[Dataset items]
■ ■ ■ ■ ■

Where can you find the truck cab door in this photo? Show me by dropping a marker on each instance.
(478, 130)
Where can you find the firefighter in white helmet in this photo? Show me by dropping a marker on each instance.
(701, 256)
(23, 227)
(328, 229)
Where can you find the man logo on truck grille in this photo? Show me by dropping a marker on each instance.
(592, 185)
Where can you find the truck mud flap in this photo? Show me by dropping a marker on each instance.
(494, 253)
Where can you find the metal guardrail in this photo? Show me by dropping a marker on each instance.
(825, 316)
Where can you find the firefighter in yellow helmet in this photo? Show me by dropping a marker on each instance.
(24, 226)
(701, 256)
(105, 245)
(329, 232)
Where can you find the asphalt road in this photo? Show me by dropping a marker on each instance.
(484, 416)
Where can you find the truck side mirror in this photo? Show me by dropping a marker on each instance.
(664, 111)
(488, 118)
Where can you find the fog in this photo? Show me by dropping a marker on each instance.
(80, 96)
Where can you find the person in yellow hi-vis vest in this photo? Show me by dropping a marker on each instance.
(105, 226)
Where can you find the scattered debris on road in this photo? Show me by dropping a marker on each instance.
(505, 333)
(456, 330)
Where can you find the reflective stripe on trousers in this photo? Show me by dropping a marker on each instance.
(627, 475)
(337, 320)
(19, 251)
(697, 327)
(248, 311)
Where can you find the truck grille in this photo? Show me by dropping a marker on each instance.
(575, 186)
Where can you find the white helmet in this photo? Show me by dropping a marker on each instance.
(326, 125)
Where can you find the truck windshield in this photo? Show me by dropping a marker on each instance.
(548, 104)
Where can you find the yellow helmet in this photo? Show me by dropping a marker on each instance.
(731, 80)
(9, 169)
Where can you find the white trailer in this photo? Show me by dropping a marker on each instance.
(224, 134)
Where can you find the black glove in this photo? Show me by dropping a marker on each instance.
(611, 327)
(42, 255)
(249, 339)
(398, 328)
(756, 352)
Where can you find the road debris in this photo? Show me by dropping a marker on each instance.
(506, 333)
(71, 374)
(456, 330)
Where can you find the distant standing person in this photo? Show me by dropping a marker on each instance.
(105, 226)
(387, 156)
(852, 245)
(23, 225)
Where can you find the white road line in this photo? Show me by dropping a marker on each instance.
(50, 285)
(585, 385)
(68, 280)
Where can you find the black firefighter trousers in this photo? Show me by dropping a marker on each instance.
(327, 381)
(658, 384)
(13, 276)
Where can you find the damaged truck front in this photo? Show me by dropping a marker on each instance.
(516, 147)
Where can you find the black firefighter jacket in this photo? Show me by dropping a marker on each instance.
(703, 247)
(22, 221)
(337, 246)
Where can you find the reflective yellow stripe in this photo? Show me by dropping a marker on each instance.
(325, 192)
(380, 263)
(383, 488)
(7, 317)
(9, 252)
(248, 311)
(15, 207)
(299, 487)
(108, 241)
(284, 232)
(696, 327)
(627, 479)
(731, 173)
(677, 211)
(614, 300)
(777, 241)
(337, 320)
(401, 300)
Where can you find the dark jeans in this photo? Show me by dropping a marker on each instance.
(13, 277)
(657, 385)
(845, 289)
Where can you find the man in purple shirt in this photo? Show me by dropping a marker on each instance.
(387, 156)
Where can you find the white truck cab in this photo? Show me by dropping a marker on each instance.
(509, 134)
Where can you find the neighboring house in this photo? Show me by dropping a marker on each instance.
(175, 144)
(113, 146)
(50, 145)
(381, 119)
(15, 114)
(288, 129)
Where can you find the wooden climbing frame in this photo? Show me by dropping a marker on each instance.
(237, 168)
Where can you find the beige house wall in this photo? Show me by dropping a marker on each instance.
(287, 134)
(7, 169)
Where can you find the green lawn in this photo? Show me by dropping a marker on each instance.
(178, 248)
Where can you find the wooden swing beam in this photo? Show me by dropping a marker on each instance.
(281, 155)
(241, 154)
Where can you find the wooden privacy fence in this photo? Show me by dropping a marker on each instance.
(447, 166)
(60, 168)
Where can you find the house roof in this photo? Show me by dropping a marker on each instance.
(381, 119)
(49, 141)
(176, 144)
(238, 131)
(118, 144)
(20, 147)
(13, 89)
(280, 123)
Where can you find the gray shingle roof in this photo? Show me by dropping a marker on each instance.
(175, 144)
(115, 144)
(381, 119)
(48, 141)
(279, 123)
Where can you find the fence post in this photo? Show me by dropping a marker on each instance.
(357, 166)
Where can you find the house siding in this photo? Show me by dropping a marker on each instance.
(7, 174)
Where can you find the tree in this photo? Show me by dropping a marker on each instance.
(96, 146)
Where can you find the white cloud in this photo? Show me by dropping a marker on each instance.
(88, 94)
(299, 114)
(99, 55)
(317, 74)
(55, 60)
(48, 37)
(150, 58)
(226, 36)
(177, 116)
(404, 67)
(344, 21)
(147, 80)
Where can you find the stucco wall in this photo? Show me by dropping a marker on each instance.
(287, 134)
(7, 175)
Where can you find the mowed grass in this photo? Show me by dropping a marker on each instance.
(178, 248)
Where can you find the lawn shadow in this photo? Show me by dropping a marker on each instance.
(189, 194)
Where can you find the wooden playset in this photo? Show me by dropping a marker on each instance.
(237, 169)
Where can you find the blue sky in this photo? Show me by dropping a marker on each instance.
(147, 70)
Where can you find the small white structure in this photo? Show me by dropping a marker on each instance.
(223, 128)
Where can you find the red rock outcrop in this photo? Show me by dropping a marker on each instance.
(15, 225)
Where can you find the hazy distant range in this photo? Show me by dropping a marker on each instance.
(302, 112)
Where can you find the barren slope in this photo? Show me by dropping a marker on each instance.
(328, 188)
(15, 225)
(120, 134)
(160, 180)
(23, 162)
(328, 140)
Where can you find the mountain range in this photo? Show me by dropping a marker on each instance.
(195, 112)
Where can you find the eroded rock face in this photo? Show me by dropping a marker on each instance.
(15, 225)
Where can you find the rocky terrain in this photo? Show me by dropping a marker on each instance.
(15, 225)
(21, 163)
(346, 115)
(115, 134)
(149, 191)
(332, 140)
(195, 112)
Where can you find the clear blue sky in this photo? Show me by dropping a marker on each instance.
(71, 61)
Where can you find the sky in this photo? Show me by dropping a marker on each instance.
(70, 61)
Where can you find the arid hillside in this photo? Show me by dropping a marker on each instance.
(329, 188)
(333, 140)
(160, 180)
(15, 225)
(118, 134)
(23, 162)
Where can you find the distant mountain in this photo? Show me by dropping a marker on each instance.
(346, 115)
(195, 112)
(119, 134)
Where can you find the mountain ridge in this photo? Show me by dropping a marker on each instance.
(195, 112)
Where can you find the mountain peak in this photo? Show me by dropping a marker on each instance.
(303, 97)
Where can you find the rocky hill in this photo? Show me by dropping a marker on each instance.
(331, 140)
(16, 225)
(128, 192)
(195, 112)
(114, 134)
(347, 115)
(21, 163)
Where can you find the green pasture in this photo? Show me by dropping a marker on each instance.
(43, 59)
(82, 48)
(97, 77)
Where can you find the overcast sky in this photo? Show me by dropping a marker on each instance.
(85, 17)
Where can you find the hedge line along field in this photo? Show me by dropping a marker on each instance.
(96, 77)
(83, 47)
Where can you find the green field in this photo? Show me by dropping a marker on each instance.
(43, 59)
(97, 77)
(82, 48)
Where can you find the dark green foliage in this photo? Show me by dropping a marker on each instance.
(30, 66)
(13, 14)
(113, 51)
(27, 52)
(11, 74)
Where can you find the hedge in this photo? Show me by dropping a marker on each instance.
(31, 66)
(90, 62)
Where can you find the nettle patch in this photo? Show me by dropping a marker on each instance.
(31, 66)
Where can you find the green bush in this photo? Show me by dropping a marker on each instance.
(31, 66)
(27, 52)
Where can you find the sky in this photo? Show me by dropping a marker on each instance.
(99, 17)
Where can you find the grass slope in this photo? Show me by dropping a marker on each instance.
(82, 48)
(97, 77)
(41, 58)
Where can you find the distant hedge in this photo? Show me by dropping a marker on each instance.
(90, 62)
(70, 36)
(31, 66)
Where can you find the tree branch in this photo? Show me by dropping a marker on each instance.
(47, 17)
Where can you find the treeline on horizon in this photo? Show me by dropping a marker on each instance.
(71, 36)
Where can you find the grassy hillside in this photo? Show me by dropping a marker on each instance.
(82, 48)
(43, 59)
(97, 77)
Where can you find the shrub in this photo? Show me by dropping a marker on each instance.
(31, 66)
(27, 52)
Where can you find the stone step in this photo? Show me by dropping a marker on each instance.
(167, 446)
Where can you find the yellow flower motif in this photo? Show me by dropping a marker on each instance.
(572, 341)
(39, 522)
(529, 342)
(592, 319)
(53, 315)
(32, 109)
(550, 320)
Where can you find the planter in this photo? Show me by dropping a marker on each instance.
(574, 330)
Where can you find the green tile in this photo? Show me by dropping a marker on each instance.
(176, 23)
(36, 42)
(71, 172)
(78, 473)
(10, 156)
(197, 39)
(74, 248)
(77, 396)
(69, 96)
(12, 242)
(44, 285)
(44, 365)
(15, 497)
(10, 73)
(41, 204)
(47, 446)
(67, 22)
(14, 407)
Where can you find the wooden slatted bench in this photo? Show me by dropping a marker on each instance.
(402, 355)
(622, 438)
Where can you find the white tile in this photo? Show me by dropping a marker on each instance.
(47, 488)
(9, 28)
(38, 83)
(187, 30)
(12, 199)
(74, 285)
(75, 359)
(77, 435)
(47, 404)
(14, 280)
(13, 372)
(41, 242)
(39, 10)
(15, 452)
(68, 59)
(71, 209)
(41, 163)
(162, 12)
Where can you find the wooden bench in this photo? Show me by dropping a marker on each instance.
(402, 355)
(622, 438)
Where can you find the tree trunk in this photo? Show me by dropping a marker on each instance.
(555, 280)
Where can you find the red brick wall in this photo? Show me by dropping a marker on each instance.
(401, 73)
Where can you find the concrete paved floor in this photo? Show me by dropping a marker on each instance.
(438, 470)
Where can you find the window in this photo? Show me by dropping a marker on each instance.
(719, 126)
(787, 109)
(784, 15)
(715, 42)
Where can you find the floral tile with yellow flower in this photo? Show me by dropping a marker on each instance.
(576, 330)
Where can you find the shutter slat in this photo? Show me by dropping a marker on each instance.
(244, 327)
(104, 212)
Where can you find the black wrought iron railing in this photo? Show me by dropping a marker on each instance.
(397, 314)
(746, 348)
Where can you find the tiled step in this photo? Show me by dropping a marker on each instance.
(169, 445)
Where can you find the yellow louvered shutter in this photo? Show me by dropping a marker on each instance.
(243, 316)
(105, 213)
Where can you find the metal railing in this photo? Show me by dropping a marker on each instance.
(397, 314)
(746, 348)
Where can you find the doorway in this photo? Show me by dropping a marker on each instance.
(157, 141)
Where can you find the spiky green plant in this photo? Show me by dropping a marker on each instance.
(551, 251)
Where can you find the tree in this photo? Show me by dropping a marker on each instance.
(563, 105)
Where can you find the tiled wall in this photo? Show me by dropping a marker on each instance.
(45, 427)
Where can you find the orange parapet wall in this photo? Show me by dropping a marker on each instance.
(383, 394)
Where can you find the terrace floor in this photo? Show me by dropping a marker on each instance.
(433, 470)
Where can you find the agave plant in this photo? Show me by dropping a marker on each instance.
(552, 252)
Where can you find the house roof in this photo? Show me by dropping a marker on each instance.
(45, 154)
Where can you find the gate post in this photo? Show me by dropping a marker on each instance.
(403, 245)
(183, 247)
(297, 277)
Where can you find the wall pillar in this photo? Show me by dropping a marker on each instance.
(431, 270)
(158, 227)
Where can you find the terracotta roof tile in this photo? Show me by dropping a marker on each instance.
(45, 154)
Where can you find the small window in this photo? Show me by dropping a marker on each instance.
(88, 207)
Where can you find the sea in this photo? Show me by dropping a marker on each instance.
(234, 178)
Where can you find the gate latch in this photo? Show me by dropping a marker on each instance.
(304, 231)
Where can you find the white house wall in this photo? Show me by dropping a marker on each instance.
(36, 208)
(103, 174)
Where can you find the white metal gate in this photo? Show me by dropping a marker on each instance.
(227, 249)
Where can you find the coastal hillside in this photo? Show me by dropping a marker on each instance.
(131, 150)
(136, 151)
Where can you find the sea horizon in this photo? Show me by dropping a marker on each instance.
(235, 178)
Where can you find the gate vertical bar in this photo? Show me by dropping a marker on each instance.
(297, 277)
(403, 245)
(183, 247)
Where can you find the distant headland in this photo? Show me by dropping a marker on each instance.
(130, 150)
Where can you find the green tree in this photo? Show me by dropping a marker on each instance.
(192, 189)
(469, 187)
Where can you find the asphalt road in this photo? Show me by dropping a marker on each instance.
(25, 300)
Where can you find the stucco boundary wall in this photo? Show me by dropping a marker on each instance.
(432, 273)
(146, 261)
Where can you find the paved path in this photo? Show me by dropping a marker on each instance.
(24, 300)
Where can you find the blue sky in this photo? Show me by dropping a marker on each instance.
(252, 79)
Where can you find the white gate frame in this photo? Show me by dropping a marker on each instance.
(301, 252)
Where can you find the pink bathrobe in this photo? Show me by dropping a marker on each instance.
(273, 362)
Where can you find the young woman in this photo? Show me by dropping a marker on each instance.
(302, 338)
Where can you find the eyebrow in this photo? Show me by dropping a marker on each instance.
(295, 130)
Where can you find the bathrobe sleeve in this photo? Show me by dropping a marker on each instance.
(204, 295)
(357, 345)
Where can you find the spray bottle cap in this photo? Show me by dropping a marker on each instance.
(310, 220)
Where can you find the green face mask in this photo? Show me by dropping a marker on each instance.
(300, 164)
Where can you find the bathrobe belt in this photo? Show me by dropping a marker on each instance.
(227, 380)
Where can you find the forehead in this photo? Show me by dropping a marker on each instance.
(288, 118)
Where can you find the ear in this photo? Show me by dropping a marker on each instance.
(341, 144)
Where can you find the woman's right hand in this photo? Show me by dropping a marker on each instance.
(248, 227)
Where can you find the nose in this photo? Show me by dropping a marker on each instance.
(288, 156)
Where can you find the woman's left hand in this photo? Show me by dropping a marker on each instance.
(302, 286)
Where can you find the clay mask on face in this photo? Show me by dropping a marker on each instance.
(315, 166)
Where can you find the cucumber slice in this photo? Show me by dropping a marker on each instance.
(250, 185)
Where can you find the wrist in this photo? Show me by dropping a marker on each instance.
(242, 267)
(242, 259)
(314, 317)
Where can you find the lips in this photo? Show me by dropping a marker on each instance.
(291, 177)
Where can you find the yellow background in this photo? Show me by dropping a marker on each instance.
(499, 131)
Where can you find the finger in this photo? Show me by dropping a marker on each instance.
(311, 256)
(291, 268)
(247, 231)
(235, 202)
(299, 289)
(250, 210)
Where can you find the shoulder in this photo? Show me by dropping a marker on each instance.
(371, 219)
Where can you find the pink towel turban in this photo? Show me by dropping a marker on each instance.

■ ■ ■ ■ ■

What the task asks:
Exactly the lines from the one containing "Where can you find the nose" to the final line of the data, both included, should be printed, and nothing more.

Answer for this exercise:
Where can you find the nose in this photo? Show me by dropping a marker on each instance.
(288, 156)
Where can you find the woman's left hand in this photo? Show me by dropping a marker on each instance.
(302, 286)
Where can you find the clay mask on face in this photo? Show me by dropping a marker on each instance.
(315, 166)
Where can you find the cucumber slice in this photo? Show me by dropping a marker on each instance.
(250, 185)
Where can you find the wrist in this photo? Show me by dropping a marker on each instance.
(242, 267)
(242, 259)
(314, 317)
Where can you find the lips in this photo? Show me by dropping a marker on each instance.
(291, 177)
Where can you find the yellow background in this photo? Show me by dropping a marker on each instance.
(499, 131)
Where can you find the finger in this photo? Show me by dropping a marker on each instance.
(311, 256)
(291, 268)
(247, 231)
(235, 202)
(299, 289)
(250, 210)
Where can you find the shoulder in this photo? Show me by dropping a marker on each instance.
(371, 219)
Where can you find the pink towel turban in this photo? Show me by dropping a marker on each instance.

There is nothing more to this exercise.